» **Records for this task**
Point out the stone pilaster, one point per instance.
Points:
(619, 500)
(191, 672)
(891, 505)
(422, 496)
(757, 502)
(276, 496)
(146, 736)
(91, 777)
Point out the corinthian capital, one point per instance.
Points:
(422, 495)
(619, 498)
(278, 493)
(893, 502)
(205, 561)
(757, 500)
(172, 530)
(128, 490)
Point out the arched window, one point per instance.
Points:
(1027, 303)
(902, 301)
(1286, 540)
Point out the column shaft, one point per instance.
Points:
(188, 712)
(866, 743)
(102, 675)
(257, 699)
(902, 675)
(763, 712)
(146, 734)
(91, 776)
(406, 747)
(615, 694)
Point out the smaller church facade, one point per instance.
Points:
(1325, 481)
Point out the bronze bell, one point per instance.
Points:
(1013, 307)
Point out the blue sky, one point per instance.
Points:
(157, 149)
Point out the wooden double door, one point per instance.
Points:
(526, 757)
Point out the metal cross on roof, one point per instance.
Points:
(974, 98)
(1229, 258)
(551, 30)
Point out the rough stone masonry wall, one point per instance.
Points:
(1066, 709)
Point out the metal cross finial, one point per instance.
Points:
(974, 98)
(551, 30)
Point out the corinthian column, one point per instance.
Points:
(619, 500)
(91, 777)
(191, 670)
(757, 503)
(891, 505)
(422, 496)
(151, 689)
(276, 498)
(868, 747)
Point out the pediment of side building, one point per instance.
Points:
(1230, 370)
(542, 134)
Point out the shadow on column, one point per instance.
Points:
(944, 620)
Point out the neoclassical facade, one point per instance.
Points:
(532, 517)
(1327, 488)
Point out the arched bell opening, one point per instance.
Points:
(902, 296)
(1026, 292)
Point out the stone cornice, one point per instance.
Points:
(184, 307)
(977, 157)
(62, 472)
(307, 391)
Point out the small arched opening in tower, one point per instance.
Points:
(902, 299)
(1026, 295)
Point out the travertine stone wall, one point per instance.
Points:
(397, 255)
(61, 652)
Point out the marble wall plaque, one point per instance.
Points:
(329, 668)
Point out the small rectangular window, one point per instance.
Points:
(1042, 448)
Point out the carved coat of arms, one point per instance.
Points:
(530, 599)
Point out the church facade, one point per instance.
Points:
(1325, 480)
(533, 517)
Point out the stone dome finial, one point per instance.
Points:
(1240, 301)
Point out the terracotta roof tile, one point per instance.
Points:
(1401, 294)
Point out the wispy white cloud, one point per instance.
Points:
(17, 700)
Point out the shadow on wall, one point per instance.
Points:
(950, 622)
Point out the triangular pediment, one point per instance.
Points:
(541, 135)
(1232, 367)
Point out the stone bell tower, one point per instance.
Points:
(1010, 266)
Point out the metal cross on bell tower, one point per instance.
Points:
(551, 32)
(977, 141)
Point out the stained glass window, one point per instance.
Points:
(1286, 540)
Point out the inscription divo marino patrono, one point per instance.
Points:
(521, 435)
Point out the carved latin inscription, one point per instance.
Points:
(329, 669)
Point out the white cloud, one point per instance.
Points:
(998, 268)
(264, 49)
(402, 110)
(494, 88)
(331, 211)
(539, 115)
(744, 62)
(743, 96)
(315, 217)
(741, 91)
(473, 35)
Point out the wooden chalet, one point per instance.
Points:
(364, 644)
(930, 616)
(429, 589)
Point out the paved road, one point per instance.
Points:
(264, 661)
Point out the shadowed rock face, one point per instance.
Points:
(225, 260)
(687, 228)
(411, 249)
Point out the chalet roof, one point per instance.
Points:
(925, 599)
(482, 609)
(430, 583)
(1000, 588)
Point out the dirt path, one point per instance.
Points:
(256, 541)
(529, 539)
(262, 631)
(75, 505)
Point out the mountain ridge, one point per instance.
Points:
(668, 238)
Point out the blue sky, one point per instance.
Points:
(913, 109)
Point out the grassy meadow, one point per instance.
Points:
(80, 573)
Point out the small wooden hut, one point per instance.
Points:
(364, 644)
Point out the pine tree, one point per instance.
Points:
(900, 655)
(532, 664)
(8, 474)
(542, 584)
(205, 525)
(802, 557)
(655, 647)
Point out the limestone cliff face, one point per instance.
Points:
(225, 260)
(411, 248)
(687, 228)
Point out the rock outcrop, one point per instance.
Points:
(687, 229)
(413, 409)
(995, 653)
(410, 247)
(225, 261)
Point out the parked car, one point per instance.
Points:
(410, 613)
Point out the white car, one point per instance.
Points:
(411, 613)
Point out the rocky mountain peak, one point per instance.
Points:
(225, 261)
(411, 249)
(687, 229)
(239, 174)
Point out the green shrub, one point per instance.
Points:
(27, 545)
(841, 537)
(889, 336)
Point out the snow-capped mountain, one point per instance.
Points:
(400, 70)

» **Problem**
Please edit the data above by replacing "one point per instance" with "one point per occurrence" everywhere it appears, leaving everything else unchanged.

» **Written answer**
Point out the stone pilaster, one point per occurrence.
Points:
(619, 500)
(191, 672)
(891, 505)
(422, 496)
(757, 502)
(276, 496)
(146, 736)
(91, 777)
Point out the corinthian capital, one point per occurrence.
Points:
(422, 495)
(619, 498)
(278, 493)
(893, 502)
(205, 561)
(757, 500)
(172, 530)
(128, 490)
Point out the arched window, one point per occurrence.
Points:
(1027, 303)
(902, 301)
(1286, 540)
Point out the column shaft, one point per occurrence.
Points:
(188, 712)
(866, 743)
(102, 675)
(257, 699)
(902, 675)
(763, 712)
(146, 734)
(91, 776)
(406, 747)
(615, 694)
Point out the smaller church facade, one point per occurrence.
Points:
(1325, 481)
Point out the bronze bell, one point per occurrence.
Points:
(1013, 307)
Point out the blue sky, one point per occurrence.
Points:
(157, 149)
Point out the wooden double door, one point per occurrence.
Points:
(526, 757)
Point out the metal cross on roof, one point per occurrence.
Points:
(974, 98)
(1229, 258)
(551, 30)
Point out the rough stone masonry wall, one point per occurrence.
Points:
(1066, 709)
Point out the metal cross finial, one point per occurrence.
Points:
(974, 98)
(551, 30)
Point out the corinthian column, one point per occurrence.
Points:
(619, 500)
(91, 777)
(191, 670)
(757, 503)
(891, 505)
(422, 496)
(151, 689)
(276, 498)
(868, 747)
Point out the pediment of side building, one point per occurrence.
Points:
(1230, 370)
(542, 134)
Point out the shadow on column, one point per occurrence.
Points:
(944, 620)
Point out the neoclassical facade, one point per occurrence.
Points:
(532, 517)
(1327, 488)
Point out the arched bell opening, one point per occurrence.
Points:
(902, 296)
(1026, 292)
Point out the stone cornice, one point per occurrence.
Points:
(184, 307)
(977, 157)
(62, 472)
(307, 391)
Point out the small arched opening in tower, one point per occurrence.
Points:
(902, 299)
(1026, 295)
Point out the travertine stone wall, one point per occurrence.
Points:
(397, 255)
(61, 652)
Point out the marble wall plaque, one point per occurrence.
Points:
(329, 668)
Point out the small rectangular window, one point per occurrence.
Points:
(1042, 448)
Point out the carved coat of arms, one point per occurrence.
Points:
(530, 599)
Point out the church facade, one point per occurrence.
Points:
(1325, 480)
(533, 517)
Point out the stone dome finial, one point per occurrence.
Points:
(1240, 301)
Point out the terracotta roof tile, one point per occurrence.
Points:
(1401, 294)
Point out the wispy white cloud, one point per occurrence.
Points:
(17, 700)
Point out the shadow on wall, one point per occurrence.
Points:
(950, 622)
Point out the triangular pediment, one point per occurrence.
Points:
(541, 135)
(1232, 367)
Point out the stone bell tower, one point per occurrence.
Points:
(1010, 266)
Point out the metal cross on bell tower, one point per occurrence.
Points:
(551, 32)
(977, 141)
Point out the stained glass window, one point per occurrence.
Points:
(1286, 540)
Point out the inscription divo marino patrono, one point per occurrence.
Points:
(521, 435)
Point out the carved latin inscription, one point per occurrence.
Points:
(329, 669)
Point out the white cloud, one point per occurrence.
Points:
(998, 268)
(264, 49)
(402, 110)
(494, 88)
(331, 211)
(539, 115)
(744, 62)
(743, 96)
(315, 217)
(741, 91)
(473, 35)
Point out the wooden chalet, one point per occurrence.
Points:
(364, 644)
(930, 616)
(429, 589)
Point out the paved road, one point per occurrence.
Points:
(264, 661)
Point out the shadowed rock face, one point per occurrence.
Points:
(225, 260)
(687, 228)
(411, 249)
Point out the chalet roof, one point per occurrence.
Points:
(925, 599)
(482, 609)
(430, 583)
(1000, 588)
Point out the dirt path, one point per occurrence.
Points:
(256, 541)
(529, 539)
(262, 631)
(75, 505)
Point out the mountain ridge, one point per occurrence.
Points:
(668, 238)
Point out the blue sky, one point per occurrence.
Points:
(913, 109)
Point out the grassy meadow, one point per occurrence.
Points:
(80, 573)
Point out the small wooden hut, one point per occurrence.
Points:
(364, 644)
Point out the pine tree, one point per occurrence.
Points:
(900, 655)
(532, 664)
(8, 474)
(542, 584)
(205, 525)
(802, 557)
(655, 647)
Point out the limestone cliff face, one point per occurrence.
Points:
(225, 260)
(411, 248)
(687, 228)
Point out the rock outcrop, one point per occurrence.
Points:
(687, 229)
(413, 409)
(995, 653)
(410, 247)
(225, 261)
Point out the parked car, one point per occurrence.
Points:
(410, 613)
Point out the white car, one point per occurrence.
Points:
(411, 613)
Point out the rocky mountain peak, one point per occurrence.
Points:
(225, 261)
(411, 249)
(687, 229)
(239, 174)
Point out the green shrub, one point per occurrence.
Points:
(27, 545)
(841, 537)
(889, 336)
Point out the snow-capped mountain, one point per occurrence.
Points:
(400, 70)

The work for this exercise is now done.